## Set problem
Repeat every one of the rows below word for word, in the same order.

## Dataset extract
══════

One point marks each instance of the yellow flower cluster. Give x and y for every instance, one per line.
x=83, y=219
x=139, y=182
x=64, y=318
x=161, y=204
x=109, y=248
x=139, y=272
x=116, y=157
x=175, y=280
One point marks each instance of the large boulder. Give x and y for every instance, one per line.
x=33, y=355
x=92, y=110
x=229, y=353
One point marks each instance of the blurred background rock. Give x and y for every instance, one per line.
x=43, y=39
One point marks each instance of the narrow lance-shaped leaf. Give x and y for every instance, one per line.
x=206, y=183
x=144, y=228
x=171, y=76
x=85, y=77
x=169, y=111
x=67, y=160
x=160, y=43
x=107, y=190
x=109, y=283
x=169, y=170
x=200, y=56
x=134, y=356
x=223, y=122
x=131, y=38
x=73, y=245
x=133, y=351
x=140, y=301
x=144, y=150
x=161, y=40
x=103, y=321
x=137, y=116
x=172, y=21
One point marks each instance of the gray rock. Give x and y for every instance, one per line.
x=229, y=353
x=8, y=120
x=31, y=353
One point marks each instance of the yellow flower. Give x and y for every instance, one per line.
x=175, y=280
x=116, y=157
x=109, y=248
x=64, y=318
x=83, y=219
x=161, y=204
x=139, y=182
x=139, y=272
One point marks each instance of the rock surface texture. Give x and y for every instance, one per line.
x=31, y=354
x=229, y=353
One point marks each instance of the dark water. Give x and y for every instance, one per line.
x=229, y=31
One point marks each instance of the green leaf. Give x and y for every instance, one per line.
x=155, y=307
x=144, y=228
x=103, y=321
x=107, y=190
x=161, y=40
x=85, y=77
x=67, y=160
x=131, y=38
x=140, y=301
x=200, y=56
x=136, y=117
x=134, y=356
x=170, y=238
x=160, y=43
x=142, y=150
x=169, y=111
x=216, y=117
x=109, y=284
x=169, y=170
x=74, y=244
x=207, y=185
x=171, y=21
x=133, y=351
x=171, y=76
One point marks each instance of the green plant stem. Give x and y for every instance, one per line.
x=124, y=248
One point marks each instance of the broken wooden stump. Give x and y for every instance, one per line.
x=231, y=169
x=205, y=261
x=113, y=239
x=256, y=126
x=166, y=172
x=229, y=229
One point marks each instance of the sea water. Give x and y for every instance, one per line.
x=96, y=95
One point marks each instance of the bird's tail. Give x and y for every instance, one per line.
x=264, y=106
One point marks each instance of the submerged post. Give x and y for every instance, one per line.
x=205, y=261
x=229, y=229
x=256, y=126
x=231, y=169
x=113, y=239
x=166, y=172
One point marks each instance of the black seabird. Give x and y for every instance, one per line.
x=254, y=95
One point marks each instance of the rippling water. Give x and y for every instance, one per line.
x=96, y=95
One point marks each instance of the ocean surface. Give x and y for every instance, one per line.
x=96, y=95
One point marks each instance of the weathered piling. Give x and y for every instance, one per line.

══════

## Reply
One point marks each instance of the yellow flower cluster. Give x and y for every instance, one per line.
x=83, y=219
x=139, y=182
x=64, y=318
x=161, y=204
x=109, y=248
x=139, y=272
x=116, y=157
x=175, y=280
One point marks each instance of the large boulder. Give x and y for every instance, one per line.
x=33, y=355
x=92, y=110
x=229, y=353
One point marks each instance of the blurred background rock. Give x and y for every instance, one per line.
x=43, y=39
One point marks each instance of the narrow lance-shaped leaf. Give x and y for every instance, one per line.
x=206, y=183
x=144, y=228
x=171, y=76
x=85, y=77
x=169, y=111
x=67, y=160
x=160, y=43
x=107, y=190
x=109, y=283
x=169, y=170
x=200, y=56
x=134, y=356
x=223, y=122
x=131, y=38
x=73, y=245
x=133, y=351
x=140, y=301
x=144, y=150
x=161, y=40
x=103, y=321
x=137, y=116
x=172, y=21
One point marks each instance of the gray rock. Give x and y for every instance, one per line.
x=229, y=353
x=8, y=120
x=31, y=353
One point marks each instance of the yellow flower. Give x and y for every instance, one per line.
x=175, y=280
x=116, y=157
x=109, y=248
x=64, y=318
x=83, y=219
x=161, y=204
x=139, y=182
x=139, y=272
One point marks each instance of the rock surface texture. Give x and y for every instance, one per line.
x=31, y=354
x=229, y=353
One point marks each instance of the dark water. Give x and y for every instance, one per line.
x=229, y=31
One point marks each instance of the green leaf. Give x and y for every instance, one per line.
x=155, y=307
x=144, y=228
x=103, y=321
x=107, y=190
x=161, y=40
x=85, y=77
x=67, y=160
x=131, y=38
x=140, y=301
x=200, y=56
x=136, y=117
x=134, y=356
x=170, y=238
x=160, y=43
x=142, y=150
x=169, y=111
x=216, y=117
x=109, y=284
x=169, y=170
x=74, y=244
x=207, y=185
x=171, y=21
x=133, y=351
x=171, y=76
One point marks each instance of the green plant stem. Give x and y for every instance, one per line.
x=124, y=248
One point marks each instance of the broken wooden stump. Give x and y for every instance, one per line.
x=231, y=169
x=205, y=261
x=113, y=239
x=256, y=126
x=166, y=172
x=229, y=229
One point marks each instance of the sea water. Give x and y for every instance, one per line.
x=96, y=95
One point marks each instance of the bird's tail. Give x and y for every instance, one per line.
x=264, y=106
One point marks each instance of the submerged post. Give x and y for every instance, one per line.
x=205, y=261
x=229, y=229
x=256, y=126
x=231, y=169
x=113, y=239
x=166, y=172
One point marks each instance of the black seabird. Give x and y for every instance, one per line.
x=254, y=95
One point marks each instance of the rippling water. Give x and y for every instance, one per line.
x=96, y=95
One point marks each instance of the ocean surface. Give x and y for every instance, one per line.
x=96, y=95
One point marks each instance of the weathered piling. Give x and y for every instance, one per line.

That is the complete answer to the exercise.